● INFORMATION SHOWN
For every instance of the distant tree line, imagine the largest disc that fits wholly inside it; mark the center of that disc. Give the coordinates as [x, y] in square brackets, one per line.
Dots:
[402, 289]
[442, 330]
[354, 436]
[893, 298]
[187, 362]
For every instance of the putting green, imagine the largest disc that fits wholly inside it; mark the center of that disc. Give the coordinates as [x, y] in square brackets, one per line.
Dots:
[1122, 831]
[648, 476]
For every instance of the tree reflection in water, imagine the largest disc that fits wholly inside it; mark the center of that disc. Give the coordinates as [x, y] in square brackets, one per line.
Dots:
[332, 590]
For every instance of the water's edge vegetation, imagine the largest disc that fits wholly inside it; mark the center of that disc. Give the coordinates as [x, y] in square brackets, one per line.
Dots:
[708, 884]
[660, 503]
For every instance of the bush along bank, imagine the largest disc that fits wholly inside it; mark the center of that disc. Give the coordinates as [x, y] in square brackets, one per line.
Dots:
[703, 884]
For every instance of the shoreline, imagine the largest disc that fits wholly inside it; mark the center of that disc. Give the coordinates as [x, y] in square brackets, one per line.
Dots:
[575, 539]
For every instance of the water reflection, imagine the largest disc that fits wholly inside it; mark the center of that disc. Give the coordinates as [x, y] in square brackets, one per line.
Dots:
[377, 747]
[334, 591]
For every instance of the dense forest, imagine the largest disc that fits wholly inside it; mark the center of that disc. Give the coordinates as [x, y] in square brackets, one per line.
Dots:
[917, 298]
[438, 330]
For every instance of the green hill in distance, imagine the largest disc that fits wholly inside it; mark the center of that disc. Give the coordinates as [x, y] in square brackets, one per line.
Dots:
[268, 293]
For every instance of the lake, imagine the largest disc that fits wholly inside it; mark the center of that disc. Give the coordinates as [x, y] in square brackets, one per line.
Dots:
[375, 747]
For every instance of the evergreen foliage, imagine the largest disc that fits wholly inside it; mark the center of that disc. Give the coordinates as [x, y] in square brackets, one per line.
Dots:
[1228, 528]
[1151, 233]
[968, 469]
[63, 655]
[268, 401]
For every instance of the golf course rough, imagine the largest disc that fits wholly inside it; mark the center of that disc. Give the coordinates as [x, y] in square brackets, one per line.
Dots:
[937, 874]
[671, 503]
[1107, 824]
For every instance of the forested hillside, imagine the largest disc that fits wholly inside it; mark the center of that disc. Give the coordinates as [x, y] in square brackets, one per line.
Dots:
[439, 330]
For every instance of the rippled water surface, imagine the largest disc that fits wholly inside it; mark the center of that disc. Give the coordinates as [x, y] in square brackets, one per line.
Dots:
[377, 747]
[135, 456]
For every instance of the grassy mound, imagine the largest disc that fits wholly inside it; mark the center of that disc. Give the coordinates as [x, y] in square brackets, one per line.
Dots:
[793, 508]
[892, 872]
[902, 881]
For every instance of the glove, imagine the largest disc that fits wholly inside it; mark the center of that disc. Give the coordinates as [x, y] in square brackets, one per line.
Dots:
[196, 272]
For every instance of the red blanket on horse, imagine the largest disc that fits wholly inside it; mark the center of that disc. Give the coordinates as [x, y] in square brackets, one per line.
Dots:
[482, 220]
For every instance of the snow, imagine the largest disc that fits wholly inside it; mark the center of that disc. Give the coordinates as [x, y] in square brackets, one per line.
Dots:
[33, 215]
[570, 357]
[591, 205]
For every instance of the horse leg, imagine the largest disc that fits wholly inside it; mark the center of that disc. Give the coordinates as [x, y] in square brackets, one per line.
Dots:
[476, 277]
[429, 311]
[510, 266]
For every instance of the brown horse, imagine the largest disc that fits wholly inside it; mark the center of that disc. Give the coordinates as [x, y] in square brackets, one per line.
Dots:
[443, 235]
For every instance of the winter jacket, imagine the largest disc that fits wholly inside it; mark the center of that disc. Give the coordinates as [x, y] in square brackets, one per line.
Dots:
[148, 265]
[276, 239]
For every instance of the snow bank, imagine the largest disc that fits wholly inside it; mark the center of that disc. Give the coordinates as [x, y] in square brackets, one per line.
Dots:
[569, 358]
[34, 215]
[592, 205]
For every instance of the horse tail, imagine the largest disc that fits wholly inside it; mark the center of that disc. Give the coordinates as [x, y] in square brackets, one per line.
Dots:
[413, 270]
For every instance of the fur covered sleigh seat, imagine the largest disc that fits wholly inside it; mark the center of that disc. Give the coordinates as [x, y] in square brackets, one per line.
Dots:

● ASSIGNMENT
Would you please copy, word for word, everything above from the line containing "For every instance of the green" down to the line containing "For every instance of the red", those two lines included?

● ANSWER FOR THE TASK
For every instance of the green hill in distance, imagine the largest disc that fits wholly inside it; mark the center of that disc. Give the coordinates as [x, y] in square brackets, one per line.
Dots:
[268, 293]
For every instance of the lake, imagine the largest disc that fits wholly inside it; mark the center of that disc. Give the coordinates as [x, y] in square brackets, one per line.
Dots:
[375, 747]
For every instance of the evergreen foliage, imagine the largest disc that fits wholly inside it; mark the center of that disc. Give the coordinates as [x, y] in square brackets, one per line.
Dots:
[1228, 528]
[1151, 233]
[968, 469]
[63, 655]
[268, 401]
For every instance of the golf course rough, imagine the largest disc that fits wholly inside it; mark the center of that disc. Give the coordinates as [x, y] in square brackets, one per line.
Dots:
[937, 874]
[671, 503]
[1107, 824]
For every instance of the forested hillside, imagine the largest disc that fits wholly inside it; mark the center of that disc. Give the coordinates as [x, y] in square brackets, one per line.
Dots:
[439, 330]
For every instance of the rippled water surface, imagine the largest disc that fits wholly inside it; mark the center of that disc. Give the coordinates as [x, y] in square brackets, one per line.
Dots:
[377, 747]
[135, 456]
For every instance of the grassy mound, imagine the largest disc that fits wholly inside it; mark the center of that disc. Give the coordinates as [x, y] in square brackets, one per line.
Dots:
[793, 508]
[892, 872]
[902, 881]
For every instance of the glove, imagine the largest disc that fits wholly inside it; mark the center of that disc. Give the coordinates as [x, y] in square brackets, one per line.
Dots:
[196, 272]
For every instance of the red blanket on horse, imagine the largest disc that fits wholly inside it; mark the center of that disc. Give the coordinates as [x, y] in square brackets, one per line.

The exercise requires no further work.